» Goal of the exercise:
The prison text excerpt below has a sentence describing the usual tactic in a knife attack. List each feature of that tactic that the sentence names.

In eight years in prison I have never witnessed a knife fight. Knives are used to sneak up on somebody and severely injure or kill them. You seek to catch your victim unaware and attack before they can defend themselves. Often the tactic involves a group of 2-4 ganging up on a lone individual in an isolated location in a hit and run attack. There is no intention of giving someone a “fair” fight.
Prison is full of people who committed a violent crime or came from a violent subculture and are predisposed to violence as the primary method of addressing their problems. The Parole Board may require classes such as Thinking for A Change or VPP (Violence Prevention Programming) which are cognitive behavioral therapy groups where students are asked to work through a book and participate in discussions in order to identify the underlying reasons for violence and to provide techniques to manage/control violent outbursts.

» Extracted entries:
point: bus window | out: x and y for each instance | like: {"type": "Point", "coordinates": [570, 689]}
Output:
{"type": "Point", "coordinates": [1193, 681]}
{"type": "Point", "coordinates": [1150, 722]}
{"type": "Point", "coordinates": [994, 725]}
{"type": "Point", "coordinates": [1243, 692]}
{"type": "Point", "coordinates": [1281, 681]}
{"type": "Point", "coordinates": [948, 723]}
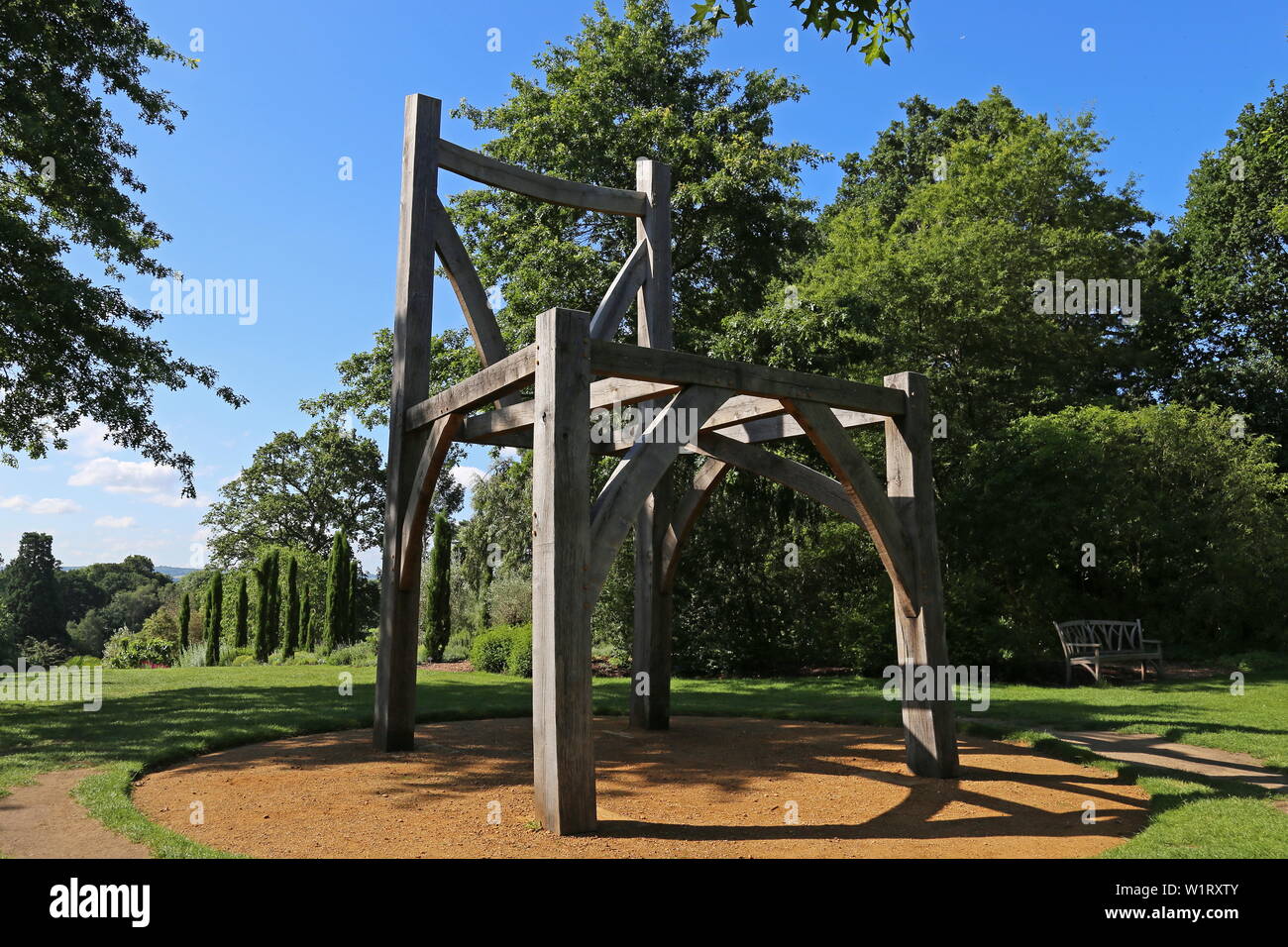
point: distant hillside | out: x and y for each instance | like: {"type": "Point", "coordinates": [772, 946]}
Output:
{"type": "Point", "coordinates": [172, 571]}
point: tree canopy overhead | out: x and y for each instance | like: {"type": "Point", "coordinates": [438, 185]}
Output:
{"type": "Point", "coordinates": [875, 21]}
{"type": "Point", "coordinates": [71, 350]}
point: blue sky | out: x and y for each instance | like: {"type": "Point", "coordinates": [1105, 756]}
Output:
{"type": "Point", "coordinates": [249, 184]}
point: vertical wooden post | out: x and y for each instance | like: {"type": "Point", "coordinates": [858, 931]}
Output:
{"type": "Point", "coordinates": [413, 317]}
{"type": "Point", "coordinates": [651, 696]}
{"type": "Point", "coordinates": [563, 751]}
{"type": "Point", "coordinates": [930, 728]}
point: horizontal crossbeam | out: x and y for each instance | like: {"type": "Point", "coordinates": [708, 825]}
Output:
{"type": "Point", "coordinates": [497, 379]}
{"type": "Point", "coordinates": [568, 193]}
{"type": "Point", "coordinates": [867, 495]}
{"type": "Point", "coordinates": [617, 360]}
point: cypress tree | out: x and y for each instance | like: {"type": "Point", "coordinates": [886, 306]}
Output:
{"type": "Point", "coordinates": [214, 624]}
{"type": "Point", "coordinates": [438, 617]}
{"type": "Point", "coordinates": [263, 613]}
{"type": "Point", "coordinates": [274, 599]}
{"type": "Point", "coordinates": [307, 620]}
{"type": "Point", "coordinates": [292, 608]}
{"type": "Point", "coordinates": [184, 617]}
{"type": "Point", "coordinates": [338, 615]}
{"type": "Point", "coordinates": [243, 611]}
{"type": "Point", "coordinates": [355, 598]}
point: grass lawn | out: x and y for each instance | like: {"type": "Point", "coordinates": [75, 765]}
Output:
{"type": "Point", "coordinates": [151, 718]}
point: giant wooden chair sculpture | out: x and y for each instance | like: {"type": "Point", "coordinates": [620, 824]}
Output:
{"type": "Point", "coordinates": [575, 368]}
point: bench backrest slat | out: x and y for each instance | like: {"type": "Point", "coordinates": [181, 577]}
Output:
{"type": "Point", "coordinates": [1111, 635]}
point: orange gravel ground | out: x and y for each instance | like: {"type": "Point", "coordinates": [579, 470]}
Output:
{"type": "Point", "coordinates": [708, 788]}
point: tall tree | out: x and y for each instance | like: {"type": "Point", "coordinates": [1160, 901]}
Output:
{"type": "Point", "coordinates": [338, 612]}
{"type": "Point", "coordinates": [71, 350]}
{"type": "Point", "coordinates": [292, 609]}
{"type": "Point", "coordinates": [296, 491]}
{"type": "Point", "coordinates": [1222, 335]}
{"type": "Point", "coordinates": [355, 599]}
{"type": "Point", "coordinates": [619, 89]}
{"type": "Point", "coordinates": [437, 621]}
{"type": "Point", "coordinates": [274, 600]}
{"type": "Point", "coordinates": [263, 642]}
{"type": "Point", "coordinates": [875, 21]}
{"type": "Point", "coordinates": [240, 634]}
{"type": "Point", "coordinates": [30, 590]}
{"type": "Point", "coordinates": [184, 618]}
{"type": "Point", "coordinates": [214, 618]}
{"type": "Point", "coordinates": [307, 620]}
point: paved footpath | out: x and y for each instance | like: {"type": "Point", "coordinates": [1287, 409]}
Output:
{"type": "Point", "coordinates": [1153, 751]}
{"type": "Point", "coordinates": [43, 821]}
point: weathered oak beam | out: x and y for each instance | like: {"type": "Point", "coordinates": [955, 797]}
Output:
{"type": "Point", "coordinates": [608, 317]}
{"type": "Point", "coordinates": [468, 287]}
{"type": "Point", "coordinates": [790, 474]}
{"type": "Point", "coordinates": [930, 728]}
{"type": "Point", "coordinates": [635, 476]}
{"type": "Point", "coordinates": [617, 360]}
{"type": "Point", "coordinates": [563, 751]}
{"type": "Point", "coordinates": [866, 493]}
{"type": "Point", "coordinates": [441, 436]}
{"type": "Point", "coordinates": [413, 324]}
{"type": "Point", "coordinates": [568, 193]}
{"type": "Point", "coordinates": [687, 512]}
{"type": "Point", "coordinates": [500, 377]}
{"type": "Point", "coordinates": [603, 393]}
{"type": "Point", "coordinates": [784, 428]}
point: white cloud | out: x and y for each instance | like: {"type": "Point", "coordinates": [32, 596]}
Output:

» Problem solution:
- A group of 2-4
- Ganging up on a lone individual
- An isolated location
- A hit and run attack